=== Prompt ===
All of the listing below must be repeated word for word. Pictures are the only thing to omit.

Position annotation records:
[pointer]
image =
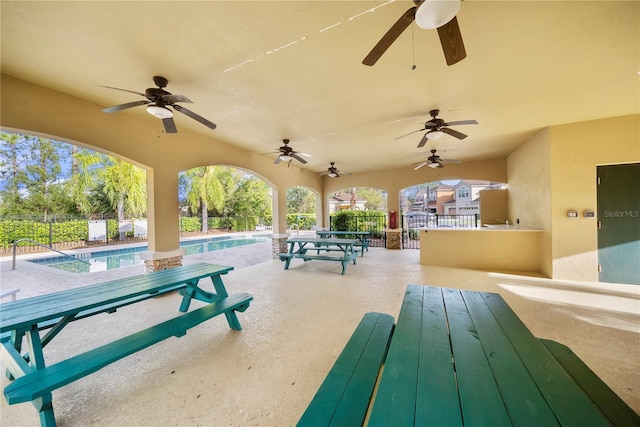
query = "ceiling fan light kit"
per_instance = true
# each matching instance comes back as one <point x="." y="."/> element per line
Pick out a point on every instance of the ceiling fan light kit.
<point x="435" y="134"/>
<point x="159" y="112"/>
<point x="333" y="172"/>
<point x="432" y="14"/>
<point x="157" y="102"/>
<point x="428" y="14"/>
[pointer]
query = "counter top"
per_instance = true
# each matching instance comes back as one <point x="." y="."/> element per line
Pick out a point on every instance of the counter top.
<point x="486" y="227"/>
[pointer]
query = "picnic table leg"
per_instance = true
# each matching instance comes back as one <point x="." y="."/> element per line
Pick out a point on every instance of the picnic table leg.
<point x="44" y="405"/>
<point x="221" y="291"/>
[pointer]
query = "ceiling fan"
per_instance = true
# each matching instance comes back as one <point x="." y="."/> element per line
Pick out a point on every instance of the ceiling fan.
<point x="158" y="100"/>
<point x="287" y="154"/>
<point x="333" y="172"/>
<point x="428" y="14"/>
<point x="436" y="128"/>
<point x="434" y="161"/>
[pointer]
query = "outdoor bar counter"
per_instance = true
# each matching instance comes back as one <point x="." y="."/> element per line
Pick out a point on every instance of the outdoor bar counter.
<point x="490" y="247"/>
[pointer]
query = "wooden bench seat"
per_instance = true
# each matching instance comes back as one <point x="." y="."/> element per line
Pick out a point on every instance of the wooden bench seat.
<point x="38" y="383"/>
<point x="345" y="394"/>
<point x="460" y="357"/>
<point x="9" y="293"/>
<point x="112" y="308"/>
<point x="618" y="412"/>
<point x="307" y="256"/>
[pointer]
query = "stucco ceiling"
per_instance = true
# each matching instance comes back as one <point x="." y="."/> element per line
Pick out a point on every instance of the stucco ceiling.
<point x="268" y="70"/>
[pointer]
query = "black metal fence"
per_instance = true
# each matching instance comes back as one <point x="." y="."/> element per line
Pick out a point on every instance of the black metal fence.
<point x="64" y="232"/>
<point x="412" y="222"/>
<point x="374" y="224"/>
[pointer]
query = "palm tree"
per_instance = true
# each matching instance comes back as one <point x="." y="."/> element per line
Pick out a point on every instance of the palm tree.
<point x="205" y="190"/>
<point x="83" y="177"/>
<point x="125" y="187"/>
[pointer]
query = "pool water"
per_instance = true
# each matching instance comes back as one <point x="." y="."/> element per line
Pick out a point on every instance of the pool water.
<point x="127" y="257"/>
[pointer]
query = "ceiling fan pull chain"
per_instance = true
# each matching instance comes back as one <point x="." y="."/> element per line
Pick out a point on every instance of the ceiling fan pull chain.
<point x="413" y="49"/>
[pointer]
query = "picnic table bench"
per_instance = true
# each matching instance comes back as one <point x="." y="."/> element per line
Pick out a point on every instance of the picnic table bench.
<point x="23" y="321"/>
<point x="459" y="358"/>
<point x="362" y="237"/>
<point x="304" y="248"/>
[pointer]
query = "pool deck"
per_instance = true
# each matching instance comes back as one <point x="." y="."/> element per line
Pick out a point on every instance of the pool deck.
<point x="297" y="325"/>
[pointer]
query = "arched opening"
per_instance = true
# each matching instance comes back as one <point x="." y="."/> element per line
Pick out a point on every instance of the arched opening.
<point x="450" y="204"/>
<point x="359" y="209"/>
<point x="302" y="208"/>
<point x="222" y="199"/>
<point x="65" y="196"/>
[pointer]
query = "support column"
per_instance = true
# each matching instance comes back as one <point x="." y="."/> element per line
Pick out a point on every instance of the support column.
<point x="163" y="222"/>
<point x="280" y="235"/>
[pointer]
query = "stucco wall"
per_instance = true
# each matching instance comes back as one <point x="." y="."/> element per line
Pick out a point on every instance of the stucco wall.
<point x="576" y="150"/>
<point x="529" y="179"/>
<point x="556" y="172"/>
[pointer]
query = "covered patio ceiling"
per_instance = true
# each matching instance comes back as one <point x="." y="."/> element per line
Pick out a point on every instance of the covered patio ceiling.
<point x="268" y="70"/>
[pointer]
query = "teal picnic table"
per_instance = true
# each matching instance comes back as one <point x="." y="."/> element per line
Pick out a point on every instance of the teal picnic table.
<point x="460" y="358"/>
<point x="362" y="237"/>
<point x="28" y="325"/>
<point x="322" y="249"/>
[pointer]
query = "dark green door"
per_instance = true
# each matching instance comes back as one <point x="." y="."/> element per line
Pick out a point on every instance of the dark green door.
<point x="619" y="223"/>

=== Result ===
[pointer]
image =
query = "ceiling fan light kit"
per_instance = true
# each matching instance comes back as one <point x="." y="."/> element per line
Pick out a point on every instance of the ceiling fan light kit.
<point x="435" y="134"/>
<point x="159" y="112"/>
<point x="333" y="172"/>
<point x="432" y="14"/>
<point x="157" y="102"/>
<point x="428" y="14"/>
[pointer]
query = "counter top"
per_instance = true
# each matching instance comes back as one <point x="." y="."/> element per line
Pick out a point on every instance of the counter top.
<point x="486" y="227"/>
[pointer]
query = "picnic table leg"
per_instance = true
# each matching instance comes back as one <point x="." y="."/> element per line
Pick out a point on every instance of the picnic table leg.
<point x="44" y="405"/>
<point x="221" y="291"/>
[pointer]
query = "ceiling fan"
per_instance = true
# each matching instance comes back as one <point x="." y="."/> element per line
Pick out a point on every instance of the ceiling fan.
<point x="158" y="100"/>
<point x="287" y="154"/>
<point x="333" y="172"/>
<point x="428" y="14"/>
<point x="436" y="128"/>
<point x="434" y="161"/>
[pointer]
query = "outdoor bar counter"
per_instance = true
# each matching instance comes back as one <point x="." y="."/> element per line
Pick out a point on every instance of the outdoor bar counter.
<point x="490" y="247"/>
[pointer]
query = "wooden bench seat"
per_instance = true
# each matching instance comes back as one <point x="." y="."/> element per line
Pick out a point on every instance of the wooden bench seat.
<point x="38" y="383"/>
<point x="345" y="394"/>
<point x="460" y="357"/>
<point x="9" y="293"/>
<point x="112" y="308"/>
<point x="618" y="412"/>
<point x="307" y="256"/>
[pointer]
query = "stucco ceiling"
per_instance = true
# each matching instance comes back as one <point x="." y="."/> element per line
Pick out a point on every instance of the stucco ceiling.
<point x="268" y="70"/>
[pointer]
query = "black metal fence"
per_instance = true
# each matching instance comes back as one <point x="." y="."/> element per line
Pick out a point on every instance of the black metal fence.
<point x="64" y="232"/>
<point x="412" y="222"/>
<point x="374" y="224"/>
[pointer]
query = "palm tree"
per_instance = true
# each matching instance comes back as one <point x="." y="."/> element per line
Pick out a point on every instance of the palm tree.
<point x="205" y="190"/>
<point x="83" y="177"/>
<point x="125" y="187"/>
[pointer]
query = "pool water"
per_instance = true
# each matching instance comes back as one <point x="." y="."/> element per line
Pick out a point on every instance of the pool water.
<point x="127" y="257"/>
[pointer]
query = "ceiling fan pull chain"
per_instance = true
# each matching instance comes back as one <point x="." y="."/> element per line
Pick out a point on every instance of the ceiling fan pull chain.
<point x="413" y="49"/>
[pointer]
query = "picnic table bench"
per_instance = true
# each matching instance comes back as one <point x="." y="."/> element per line
Pick out a point on every instance of the picnic table bench.
<point x="23" y="321"/>
<point x="459" y="358"/>
<point x="362" y="237"/>
<point x="304" y="248"/>
[pointer]
query = "pool deck"
per_instance = true
# each matching instance comes back as one <point x="." y="."/> element per line
Pick out a point on every instance of the pool deck.
<point x="297" y="325"/>
[pointer]
query = "arched opening"
per_instance = true
# each matching instance comes back as one <point x="." y="."/> element per line
Pick out a point on every instance of the arched opening.
<point x="450" y="204"/>
<point x="359" y="209"/>
<point x="302" y="208"/>
<point x="222" y="199"/>
<point x="65" y="196"/>
[pointer]
query = "support column"
per_instance = true
# each matching instance comes back as one <point x="." y="."/> element per line
Pick out a point on every instance of the support column.
<point x="163" y="222"/>
<point x="280" y="235"/>
[pointer]
query = "stucco wall"
per_instance = true
# each matching instance comes back as one <point x="." y="."/> element per line
Pick out a point on every instance of the stucco wall.
<point x="576" y="150"/>
<point x="529" y="179"/>
<point x="556" y="172"/>
[pointer]
query = "covered patio ceiling"
per_instance = true
# each matching instance comes back as one <point x="." y="."/> element per line
Pick out a point on every instance of the covered patio ceiling.
<point x="268" y="70"/>
[pointer]
query = "teal picnic table"
per_instance = true
# each matching instance comes back as one <point x="." y="."/> element per line
Pick out a point on every instance of the teal picnic table.
<point x="460" y="358"/>
<point x="362" y="237"/>
<point x="28" y="325"/>
<point x="322" y="249"/>
[pointer]
query = "dark green door"
per_instance = true
# each matching instance comes back as one <point x="." y="."/> element per line
Pick out a point on every instance of the dark green door.
<point x="619" y="223"/>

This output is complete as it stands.